> **BRIEF**
Look through the items below and copy out every line that contains the word "tree".

----- EXERCISE INPUT -----

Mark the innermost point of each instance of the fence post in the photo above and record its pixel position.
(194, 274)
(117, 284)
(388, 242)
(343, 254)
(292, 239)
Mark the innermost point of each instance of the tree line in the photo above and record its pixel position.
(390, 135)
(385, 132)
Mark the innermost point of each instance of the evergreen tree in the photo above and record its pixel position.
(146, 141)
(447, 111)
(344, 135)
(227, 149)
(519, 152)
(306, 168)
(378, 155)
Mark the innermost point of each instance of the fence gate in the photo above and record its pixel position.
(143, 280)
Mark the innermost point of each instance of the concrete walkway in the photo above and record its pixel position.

-----
----- EXERCISE INPUT -----

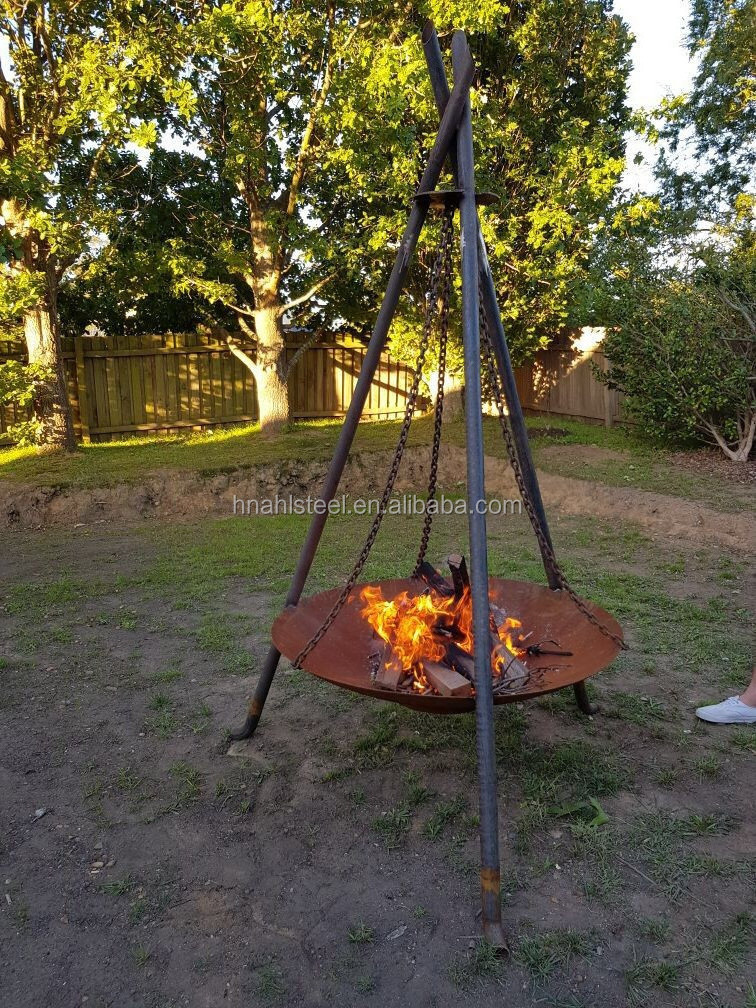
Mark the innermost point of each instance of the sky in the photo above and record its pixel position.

-----
----- EXERCISE INPUT -----

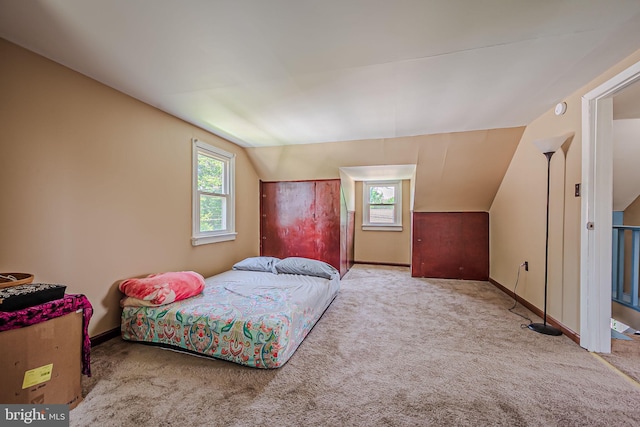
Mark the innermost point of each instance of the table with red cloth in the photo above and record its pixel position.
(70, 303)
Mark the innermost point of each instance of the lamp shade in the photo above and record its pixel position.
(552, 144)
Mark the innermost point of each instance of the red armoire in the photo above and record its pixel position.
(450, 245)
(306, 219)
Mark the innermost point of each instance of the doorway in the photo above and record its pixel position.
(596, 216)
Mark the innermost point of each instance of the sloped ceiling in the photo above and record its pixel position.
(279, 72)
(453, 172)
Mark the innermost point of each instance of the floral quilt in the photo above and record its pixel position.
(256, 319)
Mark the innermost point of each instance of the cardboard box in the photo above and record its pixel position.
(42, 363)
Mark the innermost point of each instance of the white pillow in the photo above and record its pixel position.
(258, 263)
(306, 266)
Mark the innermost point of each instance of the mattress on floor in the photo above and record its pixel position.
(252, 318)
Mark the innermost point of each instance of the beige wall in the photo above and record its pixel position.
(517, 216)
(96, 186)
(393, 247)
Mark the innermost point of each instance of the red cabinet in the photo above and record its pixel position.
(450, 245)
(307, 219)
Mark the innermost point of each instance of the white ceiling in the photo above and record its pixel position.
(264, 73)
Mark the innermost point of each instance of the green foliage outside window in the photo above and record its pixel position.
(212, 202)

-----

> **TASK RESULT**
Mark the innermost point of each instance of the tree line in the photo above and record its pixel position.
Mark the innermost point of each instance of the evergreen tree in the photo above and record its pixel position.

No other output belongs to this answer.